Une efficacité au cas par cas
Pour Rémy Tordjeman, l’efficacité des traitements au cannabis médical se juge au cas par cas. L’hôpital Saint-Louis a choisi de s’engager dans l’expérimentation avec des patients en soin de support en oncologie et soins palliatifs. « Pour certains patients, il n’y a eu aucune efficacité, tandis que d’autres ont arrêté rapidement en raison des effets indésirables tels qu’apathie et sommeil. En revanche, pour d’autres, les résultats sont vraiment positifs, avec des doses assez faibles de cannabis médical, qui ont eu des effets importants alors qu’aucune autre molécule (opioïde, morphinique, oxycodone, etc.) n’avait plus aucun effet ». Il s’agit toutefois de résultats expérimentaux et préliminaires.
Des premiers résultats encourageants
Au 31 mars 2022, soit quasiment un an jour pour jour après le début de l’expérimentation, 1 450 patients avait été inclus dans l’expérimentation. À cette date, 69 % le sont toujours alors que 28 % sont sortis (effets indésirables, inefficacité ou décès). Le taux de satisfaction globale des patients est jugé important, avec des effets bénéfiques ressentis d’un point de vue physique, psychique et sur la qualité de vie.

--*--

Écrivez la suite du texte sur l'expérimentation du cannabis médical, en partant de sa dernière phrase. Ces items proviennent d'une autre source que le texte.

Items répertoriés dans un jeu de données
--*--

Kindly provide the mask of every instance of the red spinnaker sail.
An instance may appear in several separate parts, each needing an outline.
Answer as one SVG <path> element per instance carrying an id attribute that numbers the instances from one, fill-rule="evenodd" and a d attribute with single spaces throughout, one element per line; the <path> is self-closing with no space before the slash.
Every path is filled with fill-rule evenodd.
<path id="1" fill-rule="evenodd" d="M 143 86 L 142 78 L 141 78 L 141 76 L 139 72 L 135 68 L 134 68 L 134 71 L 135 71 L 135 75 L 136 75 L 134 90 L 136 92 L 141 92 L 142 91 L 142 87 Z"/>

--*--

Zone de réponse:
Les douleurs neuropathiques réfractaires représentent l’indication ayant inclus le plus de patients (51 % de la cohorte). Pour cette catégorie de patients, plusieurs informations chiffrées vont dans le sens d’une expérimentation positive. En effet, 30 % d’entre eux relatent une amélioration globale de leur état de santé après six mois de traitement. Alors que 81 % d’entre eux estimaient la douleur comme « forte à insupportable », six mois plus tard, ils n’étaient plus que 30 % à l’affirmer. Enfin, 60 % des patients souffrant d’anxiété et de dépression à l’inclusion déclarent une amélioration de leur état.
Des améliorations ont également été constatées parmi les autres indications (spasticité douloureuse dans la sclérose en plaques, épilepsie pharmaco-résistante, situations palliatives et symptômes rebelles en oncologie, spasticité douloureuse d’une autre pathologie neurologique).
Pharmacovigilance et addictovigilance
Peu d’évènements indésirables graves ont été signalés. Les données de pharmacovigilance et d’addictovigilance ont montré que ce sont majoritairement des troubles neurologiques, psychiatriques et digestifs qui se sont manifestés. Plus de la moitié de ces symptômes surviennent en début de traitement et sont comparables aux données disponibles sur les médicaments cannabinoïdes disposant d’une AMM.
Sur la période étudiée, aucun cas d’abus et de dépendance avec le cannabis médical n’a été rapporté. Cependant, cette information est à pondérer notamment parce que les antécédents addictologiques des patients étaient délicats à recueillir (refus de la CNIL de collecter ces données jugées sensibles du fait de l’aspect illégal de certaines drogues).